▶ [Dataset records about object locations]:

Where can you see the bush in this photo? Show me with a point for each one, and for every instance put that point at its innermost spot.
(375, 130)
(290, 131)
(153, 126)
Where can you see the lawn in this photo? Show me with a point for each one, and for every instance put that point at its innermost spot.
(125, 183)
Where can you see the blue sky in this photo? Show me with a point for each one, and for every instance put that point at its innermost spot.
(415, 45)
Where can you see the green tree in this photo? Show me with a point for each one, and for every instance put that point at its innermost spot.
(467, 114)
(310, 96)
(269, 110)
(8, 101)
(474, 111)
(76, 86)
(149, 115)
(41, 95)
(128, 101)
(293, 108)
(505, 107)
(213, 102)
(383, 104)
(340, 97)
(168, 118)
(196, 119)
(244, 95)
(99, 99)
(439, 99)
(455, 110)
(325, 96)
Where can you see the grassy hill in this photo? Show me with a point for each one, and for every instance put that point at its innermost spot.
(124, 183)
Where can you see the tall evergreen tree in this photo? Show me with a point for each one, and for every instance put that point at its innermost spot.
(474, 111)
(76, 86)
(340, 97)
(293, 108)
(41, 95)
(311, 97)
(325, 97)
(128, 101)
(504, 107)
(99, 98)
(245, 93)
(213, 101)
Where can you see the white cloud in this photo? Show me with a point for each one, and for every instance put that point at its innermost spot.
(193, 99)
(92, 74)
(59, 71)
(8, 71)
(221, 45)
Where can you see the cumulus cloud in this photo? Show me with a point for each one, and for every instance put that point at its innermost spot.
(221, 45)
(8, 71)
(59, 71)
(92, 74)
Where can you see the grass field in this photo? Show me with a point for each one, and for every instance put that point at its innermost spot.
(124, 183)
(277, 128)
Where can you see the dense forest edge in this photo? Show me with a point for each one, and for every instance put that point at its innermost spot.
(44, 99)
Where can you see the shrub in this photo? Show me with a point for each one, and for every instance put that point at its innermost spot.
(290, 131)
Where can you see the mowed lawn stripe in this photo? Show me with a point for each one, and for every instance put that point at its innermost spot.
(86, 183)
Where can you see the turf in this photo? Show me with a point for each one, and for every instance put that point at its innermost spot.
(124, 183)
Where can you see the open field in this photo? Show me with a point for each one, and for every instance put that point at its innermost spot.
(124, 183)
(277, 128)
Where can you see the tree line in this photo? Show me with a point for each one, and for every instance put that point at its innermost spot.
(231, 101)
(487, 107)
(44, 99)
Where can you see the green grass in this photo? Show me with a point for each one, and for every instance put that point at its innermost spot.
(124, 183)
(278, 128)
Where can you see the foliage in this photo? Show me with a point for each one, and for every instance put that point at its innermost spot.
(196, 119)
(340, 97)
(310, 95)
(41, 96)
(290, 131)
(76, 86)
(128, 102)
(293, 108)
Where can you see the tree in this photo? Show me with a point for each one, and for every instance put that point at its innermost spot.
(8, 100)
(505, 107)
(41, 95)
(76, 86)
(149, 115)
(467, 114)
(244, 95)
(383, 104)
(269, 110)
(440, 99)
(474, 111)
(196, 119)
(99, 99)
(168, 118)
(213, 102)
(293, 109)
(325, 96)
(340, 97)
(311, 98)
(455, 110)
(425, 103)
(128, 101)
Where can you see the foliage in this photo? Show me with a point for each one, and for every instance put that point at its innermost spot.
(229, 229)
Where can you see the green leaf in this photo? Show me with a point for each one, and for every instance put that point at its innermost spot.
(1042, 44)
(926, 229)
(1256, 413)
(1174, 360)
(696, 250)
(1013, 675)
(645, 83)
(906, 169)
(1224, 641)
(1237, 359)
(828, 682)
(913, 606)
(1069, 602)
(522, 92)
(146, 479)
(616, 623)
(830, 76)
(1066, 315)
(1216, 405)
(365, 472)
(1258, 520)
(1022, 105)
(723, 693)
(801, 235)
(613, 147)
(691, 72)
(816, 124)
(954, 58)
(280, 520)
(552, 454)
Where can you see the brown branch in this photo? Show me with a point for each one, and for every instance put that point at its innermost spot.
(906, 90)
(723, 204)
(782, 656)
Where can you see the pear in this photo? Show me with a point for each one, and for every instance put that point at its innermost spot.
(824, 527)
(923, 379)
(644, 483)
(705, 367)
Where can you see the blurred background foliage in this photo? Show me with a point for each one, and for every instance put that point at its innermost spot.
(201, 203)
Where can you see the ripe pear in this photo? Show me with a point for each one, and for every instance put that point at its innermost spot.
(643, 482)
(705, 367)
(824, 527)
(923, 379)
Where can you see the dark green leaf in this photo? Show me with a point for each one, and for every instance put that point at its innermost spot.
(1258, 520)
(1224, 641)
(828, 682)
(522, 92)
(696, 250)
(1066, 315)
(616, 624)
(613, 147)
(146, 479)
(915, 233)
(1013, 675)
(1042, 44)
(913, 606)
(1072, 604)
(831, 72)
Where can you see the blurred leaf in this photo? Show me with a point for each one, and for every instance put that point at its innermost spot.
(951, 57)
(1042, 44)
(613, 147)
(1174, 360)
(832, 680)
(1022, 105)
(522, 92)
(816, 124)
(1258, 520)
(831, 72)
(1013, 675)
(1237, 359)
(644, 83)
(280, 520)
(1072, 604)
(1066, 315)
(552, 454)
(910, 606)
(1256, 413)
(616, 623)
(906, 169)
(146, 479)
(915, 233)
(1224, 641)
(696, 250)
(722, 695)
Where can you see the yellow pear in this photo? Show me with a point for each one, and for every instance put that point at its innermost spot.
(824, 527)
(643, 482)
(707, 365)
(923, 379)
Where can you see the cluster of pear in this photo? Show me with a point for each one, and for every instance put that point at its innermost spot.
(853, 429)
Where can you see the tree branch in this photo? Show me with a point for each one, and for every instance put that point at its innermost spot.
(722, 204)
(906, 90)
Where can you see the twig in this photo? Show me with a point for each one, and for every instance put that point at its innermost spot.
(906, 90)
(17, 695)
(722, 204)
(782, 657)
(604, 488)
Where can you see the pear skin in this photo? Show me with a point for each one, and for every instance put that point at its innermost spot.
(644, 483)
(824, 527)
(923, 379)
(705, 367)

▶ [PROBLEM DESCRIPTION]:
Restate the data above word for word.

▶ [ANSWER BELOW]:
Where can you see the bush in this photo? Show me with a point for each one, and for every instance put that point at its innermost spot.
(375, 130)
(290, 131)
(153, 126)
Where can you see the lawn in this photo? Show me with a point for each one, and for every instance put that point at its innermost spot.
(125, 183)
Where can you see the blue sky in this photo? Show me with a point for each one, and for every instance put that point at its innermost spot.
(415, 45)
Where can you see the green tree in this photo? Show me with a point for each one, and for every instance put that point at its innermost spot.
(467, 114)
(310, 96)
(269, 110)
(8, 101)
(474, 111)
(76, 86)
(149, 115)
(41, 95)
(128, 101)
(293, 108)
(505, 107)
(213, 102)
(383, 104)
(340, 97)
(168, 118)
(196, 119)
(244, 95)
(99, 99)
(439, 99)
(455, 110)
(325, 96)
Where can you see the grassy hill in this photo? Show me with a point for each one, and for every instance put that point at its innermost spot.
(124, 183)
Where can you see the tall evergreen tree in this photo? Show me with a point for each one, and for every instance put that point at its innermost spot.
(474, 111)
(76, 86)
(340, 97)
(293, 108)
(41, 95)
(311, 97)
(325, 97)
(128, 101)
(504, 107)
(99, 98)
(245, 93)
(213, 101)
Where can you see the white cloud in this photo? Show me with a point for each one, and for every instance put that point at its innermost spot.
(193, 99)
(92, 74)
(59, 71)
(8, 71)
(221, 45)
Where can you see the cumulus cloud in this photo? Show me with a point for each one, and for every instance put that point at its innermost spot.
(221, 45)
(8, 71)
(59, 71)
(92, 74)
Where can you see the grass field in this photo? Show me with a point for each one, and for every instance put that point at its innermost spot.
(124, 183)
(277, 128)
Where can you see the dense forest edge in this photo? Show me with a point for each one, and for every instance put that point at its innermost spot.
(44, 99)
Where can you see the shrub in this photo? Show me with a point for each one, and for every instance put that point at its innermost spot.
(290, 131)
Where can you see the mowed lawn stripe in this photo? Show me with a point for each one, and for every instance put that point at its innermost spot.
(86, 183)
Where can you see the turf in this photo? Show me with a point for each one, and for every instance put that point at its innermost spot.
(124, 183)
Where can you see the open field in this photo? Show me with a point for each one, and for every instance put that point at its innermost spot.
(124, 183)
(277, 128)
Where can you see the tree line in this photo? Show me with a point for each one, and for every instance put that point at its innermost spot.
(231, 101)
(487, 107)
(44, 99)
Where can you see the green grass in this photo? Show me with a point for each one, and for every instance put that point at its innermost spot.
(124, 183)
(278, 128)
Where can you see the foliage in this photo? Show me with a point for each one, and for every instance put that point at its innermost spot.
(196, 119)
(340, 97)
(310, 95)
(41, 96)
(290, 131)
(76, 86)
(128, 102)
(293, 108)
Where can you see the tree in this photo? Show me with a point for each one, and for every instance put that point at its innermost spot.
(8, 100)
(505, 107)
(41, 95)
(76, 86)
(149, 115)
(467, 114)
(244, 95)
(383, 104)
(269, 110)
(440, 99)
(474, 111)
(196, 119)
(99, 99)
(168, 118)
(213, 102)
(293, 109)
(325, 96)
(340, 97)
(311, 98)
(455, 110)
(425, 103)
(128, 101)
Where can you see the foliage in this photo? Show me with a point for each one, and for every instance put that point at its innermost spot.
(229, 229)
Where can you see the green leaf in this photo? Show me with a point for each one, and for every instance put that point at its innermost spot.
(1042, 44)
(926, 229)
(1256, 413)
(1174, 360)
(696, 250)
(1013, 675)
(645, 83)
(906, 169)
(1224, 641)
(1237, 359)
(828, 682)
(913, 606)
(1069, 602)
(522, 92)
(146, 479)
(616, 623)
(830, 76)
(1066, 315)
(1216, 405)
(365, 472)
(1258, 520)
(1022, 105)
(723, 693)
(801, 235)
(613, 147)
(691, 72)
(816, 124)
(954, 58)
(280, 520)
(552, 454)
Where can you see the brown branch in this photo? Show me with a point for each one, and for every instance put that point at its innermost spot.
(906, 90)
(723, 204)
(782, 656)
Where can you see the pear in this photo? Show me with a point for each one, and for every instance put that point at its innermost spot.
(824, 527)
(923, 379)
(644, 483)
(705, 367)
Where can you see the blurred background foliage in this photo? Show me with a point for each one, and for every instance put that point at its innermost spot.
(201, 203)
Where can you see the ripe pear in this photo? Show me with a point for each one, and for every instance put that point at its innermost spot.
(643, 482)
(705, 367)
(824, 527)
(923, 379)
Where can you see the dark green leaf in this photo? Show me with a point for each one, and for every instance put that point at its innermost spot.
(1258, 520)
(1224, 641)
(828, 682)
(522, 92)
(696, 250)
(1066, 315)
(616, 624)
(613, 147)
(146, 479)
(915, 233)
(1013, 675)
(1042, 44)
(913, 606)
(1072, 604)
(831, 72)
Where can you see the blurred leaf in this photo? Show me with a point for each one, and for every instance put that point at its innermost spot.
(951, 57)
(1042, 44)
(613, 147)
(1174, 360)
(832, 680)
(1022, 105)
(522, 92)
(816, 124)
(1258, 520)
(831, 72)
(1013, 675)
(1237, 359)
(644, 83)
(280, 520)
(1072, 604)
(1066, 315)
(552, 454)
(910, 606)
(1256, 413)
(616, 623)
(906, 169)
(146, 479)
(915, 233)
(1224, 641)
(696, 250)
(722, 695)
Where can you see the yellow pear in this photo? Show me with a point for each one, and for every instance put that point at its innermost spot.
(824, 527)
(643, 482)
(707, 365)
(923, 379)
Where can you see the cluster of pear in this photo? Show me with a point for each one, and for every instance put that point at its innermost spot.
(853, 429)
Where can you see the tree branch in this photo? Show me with a point for each one, and for every instance put that point at its innermost spot.
(722, 204)
(906, 90)
Where can you see the twig in this photo? Show me with a point for each one, and for every instance put that point at its innermost spot.
(906, 90)
(17, 695)
(722, 204)
(782, 657)
(604, 488)
Where can you see the pear skin in this photo? Show me with a point for each one, and for every instance put that point at its innermost spot.
(644, 483)
(824, 527)
(923, 379)
(705, 367)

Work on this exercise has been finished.